**DIRECTIONS FOR THIS TASK**
Nothing less than an exact copy of all the records is required.

**EXERCISE DATA**
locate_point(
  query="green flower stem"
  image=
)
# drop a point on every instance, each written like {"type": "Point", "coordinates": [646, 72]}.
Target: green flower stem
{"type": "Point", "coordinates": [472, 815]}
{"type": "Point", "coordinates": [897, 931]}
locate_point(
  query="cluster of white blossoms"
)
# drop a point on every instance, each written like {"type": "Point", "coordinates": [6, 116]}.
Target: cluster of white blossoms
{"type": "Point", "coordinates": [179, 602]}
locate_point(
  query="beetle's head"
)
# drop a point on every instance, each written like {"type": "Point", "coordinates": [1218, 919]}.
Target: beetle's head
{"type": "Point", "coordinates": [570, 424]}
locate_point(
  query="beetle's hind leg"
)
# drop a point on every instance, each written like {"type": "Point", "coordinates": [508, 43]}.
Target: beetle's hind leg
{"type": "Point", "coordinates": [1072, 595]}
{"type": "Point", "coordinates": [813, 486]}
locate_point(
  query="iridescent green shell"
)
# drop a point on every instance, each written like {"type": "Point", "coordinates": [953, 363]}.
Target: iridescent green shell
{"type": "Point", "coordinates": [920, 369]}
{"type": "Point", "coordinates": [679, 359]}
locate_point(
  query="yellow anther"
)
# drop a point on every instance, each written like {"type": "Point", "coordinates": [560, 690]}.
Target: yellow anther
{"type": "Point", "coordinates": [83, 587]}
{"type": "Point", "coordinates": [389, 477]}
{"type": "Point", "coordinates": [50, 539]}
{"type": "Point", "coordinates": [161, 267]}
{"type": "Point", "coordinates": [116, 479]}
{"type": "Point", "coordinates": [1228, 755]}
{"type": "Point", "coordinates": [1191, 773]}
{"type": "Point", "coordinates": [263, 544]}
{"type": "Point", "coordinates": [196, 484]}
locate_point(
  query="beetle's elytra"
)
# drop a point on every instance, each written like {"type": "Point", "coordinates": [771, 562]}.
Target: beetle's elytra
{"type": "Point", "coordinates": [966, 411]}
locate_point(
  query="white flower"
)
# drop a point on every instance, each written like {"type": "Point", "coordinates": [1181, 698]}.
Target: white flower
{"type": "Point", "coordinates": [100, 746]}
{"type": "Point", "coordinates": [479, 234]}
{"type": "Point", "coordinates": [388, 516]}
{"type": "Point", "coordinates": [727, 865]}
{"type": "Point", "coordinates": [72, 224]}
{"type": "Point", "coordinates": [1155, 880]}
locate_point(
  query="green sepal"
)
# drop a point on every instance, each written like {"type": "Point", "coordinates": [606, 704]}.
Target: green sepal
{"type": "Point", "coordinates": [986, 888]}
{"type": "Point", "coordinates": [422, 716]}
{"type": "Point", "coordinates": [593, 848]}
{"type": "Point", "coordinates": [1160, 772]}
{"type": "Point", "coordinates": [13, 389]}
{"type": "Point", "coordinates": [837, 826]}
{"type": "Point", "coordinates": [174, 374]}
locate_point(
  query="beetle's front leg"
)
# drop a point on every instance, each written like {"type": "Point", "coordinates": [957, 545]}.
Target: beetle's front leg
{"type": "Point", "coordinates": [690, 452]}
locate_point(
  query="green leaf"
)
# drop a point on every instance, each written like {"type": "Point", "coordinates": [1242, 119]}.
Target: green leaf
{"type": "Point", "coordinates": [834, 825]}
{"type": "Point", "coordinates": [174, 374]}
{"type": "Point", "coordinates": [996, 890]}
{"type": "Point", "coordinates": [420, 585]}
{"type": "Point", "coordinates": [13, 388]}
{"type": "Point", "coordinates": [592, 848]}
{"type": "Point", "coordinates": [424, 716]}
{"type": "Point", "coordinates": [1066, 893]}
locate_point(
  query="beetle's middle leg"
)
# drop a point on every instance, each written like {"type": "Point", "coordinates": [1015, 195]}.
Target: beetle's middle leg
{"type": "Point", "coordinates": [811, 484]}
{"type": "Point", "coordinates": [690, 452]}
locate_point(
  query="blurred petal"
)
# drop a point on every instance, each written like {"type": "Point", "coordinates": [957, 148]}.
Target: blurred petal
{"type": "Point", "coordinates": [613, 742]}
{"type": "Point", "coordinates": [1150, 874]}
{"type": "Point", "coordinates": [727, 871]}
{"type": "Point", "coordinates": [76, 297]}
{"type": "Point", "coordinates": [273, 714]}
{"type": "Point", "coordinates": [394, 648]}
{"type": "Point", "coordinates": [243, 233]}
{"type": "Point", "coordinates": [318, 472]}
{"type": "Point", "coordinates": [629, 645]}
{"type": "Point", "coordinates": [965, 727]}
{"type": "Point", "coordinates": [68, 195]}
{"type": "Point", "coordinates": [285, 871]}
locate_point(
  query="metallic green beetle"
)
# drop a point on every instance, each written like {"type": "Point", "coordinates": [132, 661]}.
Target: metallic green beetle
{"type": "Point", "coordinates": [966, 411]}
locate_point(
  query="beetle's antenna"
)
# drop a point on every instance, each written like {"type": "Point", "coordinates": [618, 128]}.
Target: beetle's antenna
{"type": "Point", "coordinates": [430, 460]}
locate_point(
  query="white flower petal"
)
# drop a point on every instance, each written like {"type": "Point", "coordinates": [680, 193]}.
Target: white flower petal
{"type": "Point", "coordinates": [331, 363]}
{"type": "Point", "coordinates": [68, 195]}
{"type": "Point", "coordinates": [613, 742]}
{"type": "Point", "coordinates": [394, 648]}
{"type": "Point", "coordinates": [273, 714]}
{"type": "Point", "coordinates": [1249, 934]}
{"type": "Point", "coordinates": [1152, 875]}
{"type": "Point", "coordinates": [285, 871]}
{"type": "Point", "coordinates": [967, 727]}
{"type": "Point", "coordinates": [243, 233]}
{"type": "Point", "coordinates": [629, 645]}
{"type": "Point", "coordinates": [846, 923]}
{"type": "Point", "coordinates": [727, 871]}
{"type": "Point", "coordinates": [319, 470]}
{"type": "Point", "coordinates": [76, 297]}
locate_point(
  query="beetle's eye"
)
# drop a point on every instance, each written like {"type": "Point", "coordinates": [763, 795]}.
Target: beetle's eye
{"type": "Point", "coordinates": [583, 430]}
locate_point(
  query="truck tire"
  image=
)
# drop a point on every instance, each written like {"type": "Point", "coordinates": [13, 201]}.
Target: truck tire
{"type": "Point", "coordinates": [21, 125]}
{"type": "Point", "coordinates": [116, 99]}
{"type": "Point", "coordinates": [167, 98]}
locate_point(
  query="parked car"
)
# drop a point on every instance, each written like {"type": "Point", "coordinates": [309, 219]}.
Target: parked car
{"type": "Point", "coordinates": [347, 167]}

**TASK RESPONSE**
locate_point(
  query="green flower stem"
  image=
)
# drop a point on every instance, each written like {"type": "Point", "coordinates": [646, 72]}.
Target: green flower stem
{"type": "Point", "coordinates": [472, 815]}
{"type": "Point", "coordinates": [897, 931]}
locate_point(
  query="cluster of white blossoms"
)
# drop a point on every instance, each written like {"type": "Point", "coordinates": [6, 116]}.
Target: cluster of white blossoms
{"type": "Point", "coordinates": [179, 602]}
locate_point(
  query="beetle's head"
)
# drop a point on every instance, each written like {"type": "Point", "coordinates": [1218, 919]}.
Target: beetle's head
{"type": "Point", "coordinates": [570, 424]}
locate_point(
  query="beetle's hind leg"
)
# drop a point on every instance, each written like {"type": "Point", "coordinates": [508, 43]}.
Target: beetle's hind leg
{"type": "Point", "coordinates": [1072, 595]}
{"type": "Point", "coordinates": [813, 486]}
locate_point(
  query="iridescent green shell"
)
# drop a point on every instance, each written like {"type": "Point", "coordinates": [953, 363]}.
Target: iridescent green shell
{"type": "Point", "coordinates": [920, 369]}
{"type": "Point", "coordinates": [679, 359]}
locate_point(
  query="yellow anther"
)
# drop a point on every instance, each written like {"type": "Point", "coordinates": [560, 690]}.
Target: yellow anther
{"type": "Point", "coordinates": [83, 587]}
{"type": "Point", "coordinates": [389, 477]}
{"type": "Point", "coordinates": [50, 539]}
{"type": "Point", "coordinates": [161, 267]}
{"type": "Point", "coordinates": [116, 479]}
{"type": "Point", "coordinates": [1228, 755]}
{"type": "Point", "coordinates": [1191, 773]}
{"type": "Point", "coordinates": [263, 544]}
{"type": "Point", "coordinates": [196, 484]}
locate_point(
  query="beetle's elytra"
)
# drop a point on every instance, each written like {"type": "Point", "coordinates": [771, 562]}.
Target: beetle's elytra
{"type": "Point", "coordinates": [966, 411]}
locate_point(
  query="white flower"
)
# drop a point on every instance, each written like {"type": "Point", "coordinates": [1181, 698]}.
Target: white flower
{"type": "Point", "coordinates": [100, 746]}
{"type": "Point", "coordinates": [479, 234]}
{"type": "Point", "coordinates": [388, 516]}
{"type": "Point", "coordinates": [727, 865]}
{"type": "Point", "coordinates": [72, 224]}
{"type": "Point", "coordinates": [1155, 880]}
locate_point(
  query="green sepal"
)
# drop a point on every instance, each written like {"type": "Point", "coordinates": [606, 704]}.
Target: green sepal
{"type": "Point", "coordinates": [986, 888]}
{"type": "Point", "coordinates": [422, 716]}
{"type": "Point", "coordinates": [593, 848]}
{"type": "Point", "coordinates": [1160, 772]}
{"type": "Point", "coordinates": [13, 389]}
{"type": "Point", "coordinates": [837, 826]}
{"type": "Point", "coordinates": [174, 374]}
locate_point(
  query="beetle's front leg"
)
# drop a point on every instance, each written like {"type": "Point", "coordinates": [957, 545]}.
Target: beetle's front leg
{"type": "Point", "coordinates": [690, 452]}
locate_point(
  query="green leaf"
)
# drop a point on every instance, each written like {"type": "Point", "coordinates": [1242, 119]}.
Target: green leaf
{"type": "Point", "coordinates": [834, 825]}
{"type": "Point", "coordinates": [174, 374]}
{"type": "Point", "coordinates": [996, 890]}
{"type": "Point", "coordinates": [420, 585]}
{"type": "Point", "coordinates": [13, 388]}
{"type": "Point", "coordinates": [592, 848]}
{"type": "Point", "coordinates": [424, 716]}
{"type": "Point", "coordinates": [1066, 893]}
locate_point(
  query="beetle's middle leg"
)
# drop a point on every instance, each written like {"type": "Point", "coordinates": [1015, 195]}.
Target: beetle's middle leg
{"type": "Point", "coordinates": [811, 484]}
{"type": "Point", "coordinates": [690, 452]}
locate_point(
  query="blurred petal"
)
# drop a point on every instance, each written like {"type": "Point", "coordinates": [957, 148]}.
Target: blurred petal
{"type": "Point", "coordinates": [613, 742]}
{"type": "Point", "coordinates": [1150, 874]}
{"type": "Point", "coordinates": [727, 871]}
{"type": "Point", "coordinates": [76, 297]}
{"type": "Point", "coordinates": [273, 714]}
{"type": "Point", "coordinates": [394, 648]}
{"type": "Point", "coordinates": [243, 233]}
{"type": "Point", "coordinates": [318, 472]}
{"type": "Point", "coordinates": [629, 645]}
{"type": "Point", "coordinates": [965, 727]}
{"type": "Point", "coordinates": [68, 195]}
{"type": "Point", "coordinates": [285, 871]}
locate_point(
  query="metallic green beetle"
)
# drop a point on every instance, each written like {"type": "Point", "coordinates": [132, 661]}.
Target: metallic green beetle
{"type": "Point", "coordinates": [966, 411]}
locate_point(
  query="beetle's antenna"
)
# drop a point on every instance, each written like {"type": "Point", "coordinates": [618, 128]}.
Target: beetle's antenna
{"type": "Point", "coordinates": [430, 460]}
locate_point(
  query="white flower petal"
)
# drop a point on every instance, each written like {"type": "Point", "coordinates": [680, 193]}.
Target: white flower petal
{"type": "Point", "coordinates": [331, 363]}
{"type": "Point", "coordinates": [68, 195]}
{"type": "Point", "coordinates": [613, 742]}
{"type": "Point", "coordinates": [394, 648]}
{"type": "Point", "coordinates": [273, 714]}
{"type": "Point", "coordinates": [1249, 934]}
{"type": "Point", "coordinates": [1152, 875]}
{"type": "Point", "coordinates": [285, 871]}
{"type": "Point", "coordinates": [967, 727]}
{"type": "Point", "coordinates": [243, 233]}
{"type": "Point", "coordinates": [629, 645]}
{"type": "Point", "coordinates": [846, 923]}
{"type": "Point", "coordinates": [727, 871]}
{"type": "Point", "coordinates": [319, 470]}
{"type": "Point", "coordinates": [76, 297]}
locate_point(
  query="beetle's eye"
)
# drop a point on every instance, each written like {"type": "Point", "coordinates": [763, 795]}.
Target: beetle's eye
{"type": "Point", "coordinates": [583, 430]}
locate_point(
  query="truck tire"
  image=
)
# drop a point on every instance, each written like {"type": "Point", "coordinates": [13, 201]}.
Target: truck tire
{"type": "Point", "coordinates": [21, 125]}
{"type": "Point", "coordinates": [116, 99]}
{"type": "Point", "coordinates": [167, 98]}
locate_point(
  query="parked car"
)
# drop a point on every instance, each written like {"type": "Point", "coordinates": [309, 219]}.
Target: parked car
{"type": "Point", "coordinates": [347, 167]}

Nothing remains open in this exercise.